▸ LIST OF TASKS:
(A) List every person named in the article on the cement import ban, with the role the article gives each one.
(B) Extend the article on the cement import ban by writing what follows its final paragraph.

▸ PAGE:

● ● ● ● ●

The government's decision to ban the use of imported cement for state infrastructure projects may result in high prices, some industry experts say, but others insist it will save the sector.
Cement and Concrete SA (CCSA) said this week the Treasury had stated that from November 4 the use of imported cement would be prohibited on all government-funded projects.
The cement industry has been lobbying for state protection against cheaper imported cement for several years, but the government’s decision does not extend to private sector projects or the sale of cement to consumers.
Lyal White, an associate of the Brenthurst Foundation, says the banning of imported products is not sustainable.
“It is a knee-jerk and reactive response that does not address the real issue at hand. It is not sustainable, as it suggests ... that local industries are not competitive. By banning imports it undermines the virtues of competitiveness,” he said.
This could lead to “increases in pricing and monopolistic behaviour”.
Saul Levin, executive director at Trade & Industrial Policy Strategies, says the decision on cement imports is aligned with SA’s commitments at the World Trade Organisation.
By banning imports it undermines the virtues of competitiveness
— Lyal White, an associate of the Brenthurst Foundation
He said while localisation would stimulate economic growth and generate more tax revenue, the “concern would only be if the designation results in higher prices that do not create net benefits to the economy. The National Treasury would have done the modelling on this to ensure that it does” benefit the economy.
Other industries seeking government protection include poultry, sugar and makers of sanitaryware such as tiles and basins.
Providing protection against imports in the form of tariffs or bans on certain products is part of the government’s plan to stimulate local procurement and production, and revive distressed local industries.
Deputy minister of trade, industry & competition (DTI) Fikile Majola said in a statement that the government had identified public procurement as a strategic policy instrument to reindustrialise SA by making local production mandatory for certain goods in the public procurement system.

● ● ● ● ●

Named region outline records
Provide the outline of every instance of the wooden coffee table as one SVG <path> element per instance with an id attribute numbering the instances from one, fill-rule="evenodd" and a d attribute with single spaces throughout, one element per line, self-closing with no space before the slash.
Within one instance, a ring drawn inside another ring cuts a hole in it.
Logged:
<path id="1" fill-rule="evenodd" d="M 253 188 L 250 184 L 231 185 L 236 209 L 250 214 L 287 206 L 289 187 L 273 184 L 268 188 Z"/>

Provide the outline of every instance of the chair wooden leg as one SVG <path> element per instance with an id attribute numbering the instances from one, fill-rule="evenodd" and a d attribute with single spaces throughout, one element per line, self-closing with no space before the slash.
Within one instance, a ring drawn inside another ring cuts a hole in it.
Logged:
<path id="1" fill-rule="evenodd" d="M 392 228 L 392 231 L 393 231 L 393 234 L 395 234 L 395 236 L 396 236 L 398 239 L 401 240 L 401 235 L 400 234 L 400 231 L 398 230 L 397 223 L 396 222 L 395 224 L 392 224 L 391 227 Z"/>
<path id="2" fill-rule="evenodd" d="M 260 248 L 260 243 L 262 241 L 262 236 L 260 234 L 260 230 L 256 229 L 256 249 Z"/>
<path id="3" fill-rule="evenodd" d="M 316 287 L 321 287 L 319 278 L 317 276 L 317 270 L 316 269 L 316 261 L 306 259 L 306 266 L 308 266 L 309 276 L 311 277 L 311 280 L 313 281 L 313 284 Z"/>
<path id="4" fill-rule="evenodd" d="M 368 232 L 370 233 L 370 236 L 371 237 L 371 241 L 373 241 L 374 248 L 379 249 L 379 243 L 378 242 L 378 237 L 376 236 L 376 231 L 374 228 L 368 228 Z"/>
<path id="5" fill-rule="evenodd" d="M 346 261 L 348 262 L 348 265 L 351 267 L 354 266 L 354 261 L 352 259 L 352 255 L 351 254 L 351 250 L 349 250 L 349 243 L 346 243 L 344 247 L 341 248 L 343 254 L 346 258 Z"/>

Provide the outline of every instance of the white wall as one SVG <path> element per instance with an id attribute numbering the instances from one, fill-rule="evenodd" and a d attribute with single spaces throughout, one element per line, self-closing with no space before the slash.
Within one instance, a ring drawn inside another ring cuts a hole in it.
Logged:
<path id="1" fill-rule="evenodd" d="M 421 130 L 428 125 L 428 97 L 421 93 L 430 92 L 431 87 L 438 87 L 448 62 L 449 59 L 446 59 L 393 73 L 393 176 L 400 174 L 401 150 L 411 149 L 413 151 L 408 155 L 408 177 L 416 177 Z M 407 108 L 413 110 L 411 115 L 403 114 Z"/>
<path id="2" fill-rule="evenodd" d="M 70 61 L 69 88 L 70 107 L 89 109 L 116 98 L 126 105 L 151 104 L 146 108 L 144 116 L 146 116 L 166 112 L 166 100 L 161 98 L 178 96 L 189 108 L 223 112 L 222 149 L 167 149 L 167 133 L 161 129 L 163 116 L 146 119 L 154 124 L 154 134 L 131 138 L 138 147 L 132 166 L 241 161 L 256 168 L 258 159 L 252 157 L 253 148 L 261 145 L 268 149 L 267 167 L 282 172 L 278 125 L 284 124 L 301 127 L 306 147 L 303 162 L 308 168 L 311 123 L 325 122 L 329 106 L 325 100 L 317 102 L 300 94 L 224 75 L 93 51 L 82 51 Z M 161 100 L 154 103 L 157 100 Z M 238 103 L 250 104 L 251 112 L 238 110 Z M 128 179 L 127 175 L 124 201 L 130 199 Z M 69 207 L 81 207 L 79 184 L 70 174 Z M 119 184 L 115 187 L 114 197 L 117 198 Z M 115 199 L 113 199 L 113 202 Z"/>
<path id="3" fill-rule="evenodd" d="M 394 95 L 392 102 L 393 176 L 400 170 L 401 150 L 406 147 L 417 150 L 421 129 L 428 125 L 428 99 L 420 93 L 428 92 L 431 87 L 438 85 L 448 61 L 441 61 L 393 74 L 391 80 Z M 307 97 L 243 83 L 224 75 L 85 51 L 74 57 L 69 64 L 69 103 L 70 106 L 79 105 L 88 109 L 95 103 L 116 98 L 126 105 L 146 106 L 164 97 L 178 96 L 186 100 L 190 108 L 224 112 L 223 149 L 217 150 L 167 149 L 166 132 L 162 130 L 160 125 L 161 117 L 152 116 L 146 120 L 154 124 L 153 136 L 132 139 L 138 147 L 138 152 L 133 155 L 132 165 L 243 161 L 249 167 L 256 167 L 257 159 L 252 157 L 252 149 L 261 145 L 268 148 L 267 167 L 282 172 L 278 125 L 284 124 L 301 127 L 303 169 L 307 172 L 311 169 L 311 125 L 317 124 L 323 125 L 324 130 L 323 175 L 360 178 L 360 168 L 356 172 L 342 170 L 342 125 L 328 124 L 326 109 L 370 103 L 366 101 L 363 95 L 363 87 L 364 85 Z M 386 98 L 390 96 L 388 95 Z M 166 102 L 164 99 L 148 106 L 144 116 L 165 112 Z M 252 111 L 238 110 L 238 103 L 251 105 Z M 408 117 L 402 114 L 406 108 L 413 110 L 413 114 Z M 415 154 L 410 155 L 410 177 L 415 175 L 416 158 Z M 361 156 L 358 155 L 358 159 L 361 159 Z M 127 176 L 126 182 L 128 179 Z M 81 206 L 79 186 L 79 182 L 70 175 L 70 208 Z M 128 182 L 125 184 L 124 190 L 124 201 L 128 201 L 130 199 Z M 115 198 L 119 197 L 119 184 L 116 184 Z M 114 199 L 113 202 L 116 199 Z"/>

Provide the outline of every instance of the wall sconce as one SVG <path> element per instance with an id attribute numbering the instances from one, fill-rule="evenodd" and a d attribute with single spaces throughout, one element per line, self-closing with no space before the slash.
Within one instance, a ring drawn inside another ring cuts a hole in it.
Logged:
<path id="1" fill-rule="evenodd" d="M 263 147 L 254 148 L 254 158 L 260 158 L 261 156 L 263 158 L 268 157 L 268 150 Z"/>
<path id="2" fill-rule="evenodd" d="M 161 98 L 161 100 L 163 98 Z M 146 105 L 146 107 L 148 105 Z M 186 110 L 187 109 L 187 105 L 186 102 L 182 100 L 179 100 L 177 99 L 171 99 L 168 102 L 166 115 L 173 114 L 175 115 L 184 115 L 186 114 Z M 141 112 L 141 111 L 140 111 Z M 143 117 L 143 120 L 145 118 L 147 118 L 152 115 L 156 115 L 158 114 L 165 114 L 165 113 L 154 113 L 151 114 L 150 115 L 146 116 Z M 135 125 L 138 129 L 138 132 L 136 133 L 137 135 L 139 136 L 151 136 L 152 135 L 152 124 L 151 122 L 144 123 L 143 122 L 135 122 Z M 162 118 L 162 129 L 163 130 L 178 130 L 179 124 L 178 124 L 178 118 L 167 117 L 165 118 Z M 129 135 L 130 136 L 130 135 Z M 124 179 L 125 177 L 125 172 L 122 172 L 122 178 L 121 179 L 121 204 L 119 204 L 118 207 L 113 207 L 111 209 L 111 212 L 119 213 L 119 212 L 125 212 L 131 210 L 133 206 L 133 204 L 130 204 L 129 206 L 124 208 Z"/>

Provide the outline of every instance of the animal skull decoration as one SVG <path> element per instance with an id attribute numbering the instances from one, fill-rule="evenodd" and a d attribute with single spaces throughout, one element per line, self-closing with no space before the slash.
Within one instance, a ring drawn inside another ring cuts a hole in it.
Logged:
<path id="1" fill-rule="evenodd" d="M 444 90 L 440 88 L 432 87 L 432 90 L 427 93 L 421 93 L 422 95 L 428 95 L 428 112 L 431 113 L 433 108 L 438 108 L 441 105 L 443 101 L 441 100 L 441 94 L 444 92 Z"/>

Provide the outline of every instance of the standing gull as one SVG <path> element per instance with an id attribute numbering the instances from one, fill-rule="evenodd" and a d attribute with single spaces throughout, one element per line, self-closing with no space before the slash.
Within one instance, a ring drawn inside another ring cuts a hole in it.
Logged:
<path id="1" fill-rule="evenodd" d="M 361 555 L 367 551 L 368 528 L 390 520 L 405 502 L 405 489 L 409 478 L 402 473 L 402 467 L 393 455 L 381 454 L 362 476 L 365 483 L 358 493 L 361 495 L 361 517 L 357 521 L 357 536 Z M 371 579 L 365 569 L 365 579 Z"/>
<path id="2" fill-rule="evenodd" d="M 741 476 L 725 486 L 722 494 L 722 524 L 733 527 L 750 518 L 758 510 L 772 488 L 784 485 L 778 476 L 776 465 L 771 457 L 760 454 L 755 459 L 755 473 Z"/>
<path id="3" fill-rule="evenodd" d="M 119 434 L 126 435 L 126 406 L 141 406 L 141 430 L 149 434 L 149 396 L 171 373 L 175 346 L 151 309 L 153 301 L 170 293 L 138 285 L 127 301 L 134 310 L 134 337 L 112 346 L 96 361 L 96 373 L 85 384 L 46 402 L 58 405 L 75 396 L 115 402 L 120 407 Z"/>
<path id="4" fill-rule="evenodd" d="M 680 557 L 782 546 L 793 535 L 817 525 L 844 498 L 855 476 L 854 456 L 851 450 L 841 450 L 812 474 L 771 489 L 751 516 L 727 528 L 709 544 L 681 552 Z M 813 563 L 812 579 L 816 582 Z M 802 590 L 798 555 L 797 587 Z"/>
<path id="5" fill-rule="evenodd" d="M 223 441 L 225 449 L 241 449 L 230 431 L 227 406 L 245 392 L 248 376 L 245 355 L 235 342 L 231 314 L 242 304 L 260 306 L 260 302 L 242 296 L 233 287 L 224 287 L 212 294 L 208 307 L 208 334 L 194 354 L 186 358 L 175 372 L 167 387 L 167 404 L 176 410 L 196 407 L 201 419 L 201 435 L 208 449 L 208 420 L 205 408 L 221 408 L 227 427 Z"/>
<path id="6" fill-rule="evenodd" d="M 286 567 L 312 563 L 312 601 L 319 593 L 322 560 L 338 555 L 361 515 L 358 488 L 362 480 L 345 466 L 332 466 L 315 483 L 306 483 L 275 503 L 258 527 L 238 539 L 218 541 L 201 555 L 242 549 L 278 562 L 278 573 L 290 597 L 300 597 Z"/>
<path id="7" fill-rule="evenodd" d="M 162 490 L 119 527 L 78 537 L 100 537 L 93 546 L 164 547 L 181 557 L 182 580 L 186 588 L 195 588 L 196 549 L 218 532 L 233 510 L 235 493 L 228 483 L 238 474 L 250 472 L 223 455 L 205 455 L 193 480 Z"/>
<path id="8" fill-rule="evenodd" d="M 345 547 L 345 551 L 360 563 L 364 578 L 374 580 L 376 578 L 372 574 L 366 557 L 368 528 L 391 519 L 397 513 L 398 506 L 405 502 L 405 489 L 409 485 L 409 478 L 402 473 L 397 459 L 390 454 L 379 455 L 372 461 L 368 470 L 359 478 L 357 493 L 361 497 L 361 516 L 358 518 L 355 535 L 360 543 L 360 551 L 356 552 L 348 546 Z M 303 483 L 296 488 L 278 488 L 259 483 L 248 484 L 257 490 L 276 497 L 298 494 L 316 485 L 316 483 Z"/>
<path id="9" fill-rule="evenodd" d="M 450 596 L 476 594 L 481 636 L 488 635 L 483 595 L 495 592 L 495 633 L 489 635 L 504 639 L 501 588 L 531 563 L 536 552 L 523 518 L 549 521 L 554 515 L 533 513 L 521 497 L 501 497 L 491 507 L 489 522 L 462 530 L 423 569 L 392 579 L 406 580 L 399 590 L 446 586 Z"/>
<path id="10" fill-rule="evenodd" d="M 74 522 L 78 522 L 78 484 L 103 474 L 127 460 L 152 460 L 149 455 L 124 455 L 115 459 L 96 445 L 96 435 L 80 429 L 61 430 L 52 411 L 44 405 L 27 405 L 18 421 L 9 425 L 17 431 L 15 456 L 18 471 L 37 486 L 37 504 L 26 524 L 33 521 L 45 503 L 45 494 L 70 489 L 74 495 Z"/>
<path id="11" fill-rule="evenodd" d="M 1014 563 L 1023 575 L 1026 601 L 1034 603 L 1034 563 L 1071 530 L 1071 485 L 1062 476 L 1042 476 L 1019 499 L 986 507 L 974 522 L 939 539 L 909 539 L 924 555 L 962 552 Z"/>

● ● ● ● ●

▸ ANSWERS TO THE EXERCISES:
(A)
- Lyal White: an associate of the Brenthurst Foundation
- Saul Levin: executive director at Trade & Industrial Policy Strategies
- Fikile Majola: deputy minister of trade, industry & competition (DTI)

(B)
“Localisation means that we can assist the productive sectors of our economy to continue to manufacture locally and the more the country moves towards localisation, the more decent jobs are created. The key to the improvement in our economic outlook has been rising export revenues and this will continue to support our economic growth,” he said.
Economist Azar Jammine said having a partial or complete ban or making it expensive for imported products to enter the market might result in higher inflation. If cheap imports are not permitted then prices might rise and in the case of cement the government might end up paying more.
The more the country moves towards localisation, the more decent jobs are created.
— Fikile Majola, deputy minister of trade, industry & competition
On the other hand, importers were dumping excessive production into SA and that was unfair to local industries. One of the ways to balance this would be for local industries to become competitive enough so they were not vulnerable to imports coming in at cheaper prices, said Jammine.
The government has designated 27 products for local production. These include set-top boxes used to receive digital TV signals, plastic pipes, solar water heater components and canned processed vegetables.
The DTI said the government “is leveraging public expenditure through the procurement system to support local production in SA”.
The preferential procurement regulations that came into effect in December 2011 empower the government to impose conditions for local content and production of certain designated products.
“The decision is informed by the trade balance, import leakage and government’s expenditure. The economic objectives are to increase output, create jobs, exports and contribute positively to the tax base,” the department said.
White said protectionism was not a healthy response or solution to job creation in the long run. It was often used as a populist measure in hard times as it was construed as a form of stimulation.
But for the cement industry, the government’s decision is a welcome boost.
Bryan Perrie, CEO of Cement and Concrete SA, said the production capacity of the SA cement industry is about 20-million to 22-million tons a year but current production is running at around 13-million tons. Imports are in excess of 1-million tons a year.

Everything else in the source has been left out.